Activity: Word for word, output every line of the material below, minus pictures.

Records supplied:
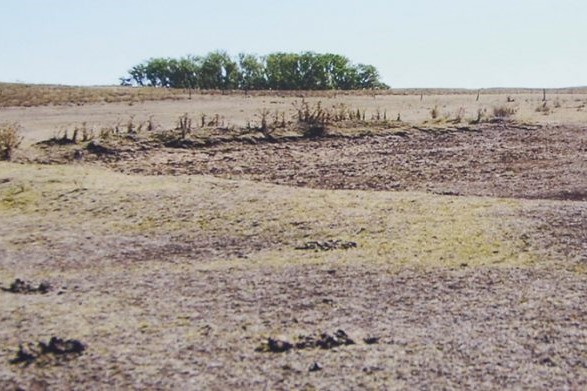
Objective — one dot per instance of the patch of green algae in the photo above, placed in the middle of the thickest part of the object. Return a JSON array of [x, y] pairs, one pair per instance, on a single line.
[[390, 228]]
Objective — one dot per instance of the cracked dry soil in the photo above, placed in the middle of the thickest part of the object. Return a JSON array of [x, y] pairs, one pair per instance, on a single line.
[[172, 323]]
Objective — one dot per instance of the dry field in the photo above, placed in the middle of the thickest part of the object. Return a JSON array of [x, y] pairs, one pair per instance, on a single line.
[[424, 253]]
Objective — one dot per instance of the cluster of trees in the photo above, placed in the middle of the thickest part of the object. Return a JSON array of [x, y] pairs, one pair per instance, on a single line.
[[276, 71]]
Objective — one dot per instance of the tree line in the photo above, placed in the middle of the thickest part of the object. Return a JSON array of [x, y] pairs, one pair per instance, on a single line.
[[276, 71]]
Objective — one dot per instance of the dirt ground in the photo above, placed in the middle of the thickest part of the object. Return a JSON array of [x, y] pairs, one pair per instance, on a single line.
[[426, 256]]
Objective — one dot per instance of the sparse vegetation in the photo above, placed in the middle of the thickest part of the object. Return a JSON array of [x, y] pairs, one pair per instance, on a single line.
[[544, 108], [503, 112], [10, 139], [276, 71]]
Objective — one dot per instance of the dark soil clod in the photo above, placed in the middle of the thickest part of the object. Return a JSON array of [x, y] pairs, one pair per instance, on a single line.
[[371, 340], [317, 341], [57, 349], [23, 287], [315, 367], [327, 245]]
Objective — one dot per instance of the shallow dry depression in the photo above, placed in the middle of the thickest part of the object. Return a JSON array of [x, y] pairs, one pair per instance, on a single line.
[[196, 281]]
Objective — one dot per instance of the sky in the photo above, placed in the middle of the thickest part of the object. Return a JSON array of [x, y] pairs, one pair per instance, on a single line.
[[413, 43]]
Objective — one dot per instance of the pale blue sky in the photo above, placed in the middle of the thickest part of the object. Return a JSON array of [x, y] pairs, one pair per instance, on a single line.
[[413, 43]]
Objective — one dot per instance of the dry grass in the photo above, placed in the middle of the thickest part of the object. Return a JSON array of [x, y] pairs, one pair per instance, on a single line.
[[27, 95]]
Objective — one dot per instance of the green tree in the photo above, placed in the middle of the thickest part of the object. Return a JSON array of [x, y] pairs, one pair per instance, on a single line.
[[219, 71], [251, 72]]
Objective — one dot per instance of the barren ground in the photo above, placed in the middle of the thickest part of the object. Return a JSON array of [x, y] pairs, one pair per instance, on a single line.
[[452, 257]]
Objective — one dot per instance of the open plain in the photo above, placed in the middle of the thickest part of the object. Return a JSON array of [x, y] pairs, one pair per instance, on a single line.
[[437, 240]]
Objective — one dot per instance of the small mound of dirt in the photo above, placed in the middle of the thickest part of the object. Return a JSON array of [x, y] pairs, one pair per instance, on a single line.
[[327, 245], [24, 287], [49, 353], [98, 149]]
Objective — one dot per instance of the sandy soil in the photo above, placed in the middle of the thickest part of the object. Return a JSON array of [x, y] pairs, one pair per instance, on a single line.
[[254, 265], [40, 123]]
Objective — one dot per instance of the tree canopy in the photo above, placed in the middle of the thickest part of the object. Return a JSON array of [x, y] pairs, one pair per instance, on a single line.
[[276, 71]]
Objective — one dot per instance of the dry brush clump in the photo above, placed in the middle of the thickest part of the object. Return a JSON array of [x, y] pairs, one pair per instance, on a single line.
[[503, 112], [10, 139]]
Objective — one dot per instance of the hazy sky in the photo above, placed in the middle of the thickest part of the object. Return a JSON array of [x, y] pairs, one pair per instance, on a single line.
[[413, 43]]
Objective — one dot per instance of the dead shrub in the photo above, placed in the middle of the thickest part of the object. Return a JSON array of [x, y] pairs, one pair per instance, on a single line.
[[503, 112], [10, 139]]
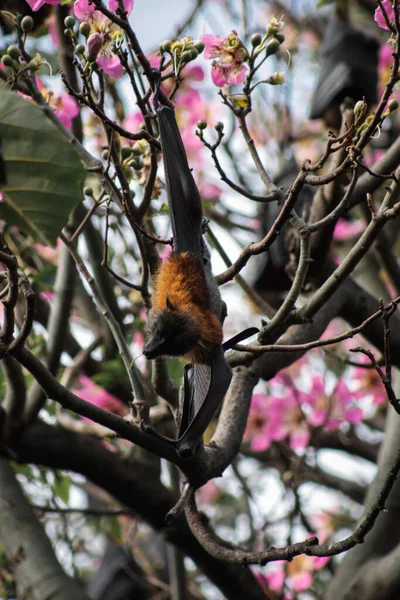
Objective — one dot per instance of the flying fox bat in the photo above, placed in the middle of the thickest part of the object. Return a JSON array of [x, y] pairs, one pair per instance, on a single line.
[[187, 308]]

Result:
Objective — one dot per instance of the patch of green algae in the photo above, placed in the middle of the thickest part of the object. Return a JSON array of [x, y] pairs, one pair per instance, on a single line.
[[390, 228]]
Objective — one dot per instance of the cracked dry soil in the photo above, placed in the middle of the thickest part of the object. Return a JSON array of [x, y] pairs, one pair per instance, on a single line.
[[172, 323]]
Objective — one dot per instance of the dry field in the photo above, placed in the middle of the thickest part of the object. Return a JSON array of [x, y] pairs, one pair per instance, on a single line.
[[424, 253]]
Objective — one dot per instance of the cluster of trees in the photo above, placed in the middle of the thickest part of the object. Return a JSON array of [x, y] pairs, one pair per instance, on a single line.
[[276, 71]]
Objective — one dot per instance of the tree line in the photo above, placed in the middle of the thickest part of the object. Return a JSON array of [x, y] pairs, one pair per instance, on a single line.
[[276, 71]]
Objective — one dot per instance of the dirt ground in the photo above, placed in the middle of the thickest part of the object. Return a JSON array of [x, y] pairs, one pair per instance, on a single line.
[[426, 256]]
Objective — one dot per instance of the sparse vegetation in the photo above, placed in the middle of the thickest part of the object. Return a JSON array of [x, y] pairs, one pair per instance, on a single line.
[[544, 108], [503, 112], [10, 139], [276, 71]]
Objective — one dot per instance of the dark soil clod in the photo above, placed in the middle of the thickest part of the object. Return a JSON array of [x, y] pairs, one pair per instance, on a single line.
[[371, 340], [317, 341], [57, 349], [23, 287], [315, 367], [327, 245]]
Objective — one dot per instance of the shallow dry depression in the photo above, placed in the middle of the thickest part of the object. Return a JSON array of [x, y] pairs, one pair per instance, on a single line.
[[196, 281]]
Objective — one dot per instance of the sky in the photo above, placed in the middle of the thickest part of the object. Return a JSON array of [x, y] pairs, one pair per instance, on a single line.
[[413, 43]]
Objective — one dot per instance of the pale blue sky in the photo above, placed in the middle of the thickest part of the object. Return a JSON array of [x, y] pairs, one pair per instance, on a single line.
[[413, 43]]
Objective — one dot per instance of the dry grass in the photo above, placed in the middle of the thickest part of the object. Return a JSON array of [x, y] pairs, one pair per instance, on a single line.
[[27, 95]]
Objective — one dot per instance of the green tree in the photo above, placed in the middle of the thickest part of the object. Return a JSON array of [x, y] pairs, one pair per instance, on a single line.
[[219, 71], [251, 72]]
Objective — one dot per instance of the barren ground in the photo above, placed in the middle of the thickest part of the object. Return a JSON array of [x, y] pairs, one pair per instance, on a single line.
[[452, 257]]
Objective — one dot per instance of the open plain in the photo above, placed in the middle of the thickest part of the object. Return a JSON array of [x, y] pairs, one pair per instance, on a single line.
[[437, 240]]
Objective — one dot per instance of the small mound of dirt in the photo above, placed in the middle of the thickest part of the object. Return a JSON array of [x, y] pairs, one pair per instance, on a single line.
[[327, 245], [24, 287], [49, 353], [98, 149]]
Objective — one dot per instance of the sandy soil in the photo above, placed in the middle of the thickest part of the object. Return a JSON array of [x, y] pairs, one pair per instance, on a single line.
[[254, 265], [40, 123]]
Objective — one dot per instance of the tree canopy in the photo above, placed in the middle of the thickest part of the object. Return a JSON array of [x, y] pairs, one pair per instance, on a single line.
[[276, 71]]
Objective — one dot per instance of the dry brush clump in the photo above, placed in the middle of the thickest part of the object. Return a JSON array of [x, y] pairs, one pair per instance, on a single line.
[[503, 112], [10, 139]]
Objective — one dot per instance of the hazy sky in the photo above, placed in the middle of the thickest part of the object. Return a JSON array of [x, y] pairs, one pair per instance, on a single line.
[[413, 43]]
Objective — one dot per instance of the dead shrub in the photo above, placed in the middle of the thickest part of the object. Return a JSON array of [x, y] pairs, one pair per instance, on a single line.
[[503, 112], [10, 139]]
Objective — one dot per instance of the flying fox bat in the photo above, placed in the middle of the thickest part of the object. Return a JSON array of [x, y] pairs, one pair per instance, on a single line.
[[187, 308]]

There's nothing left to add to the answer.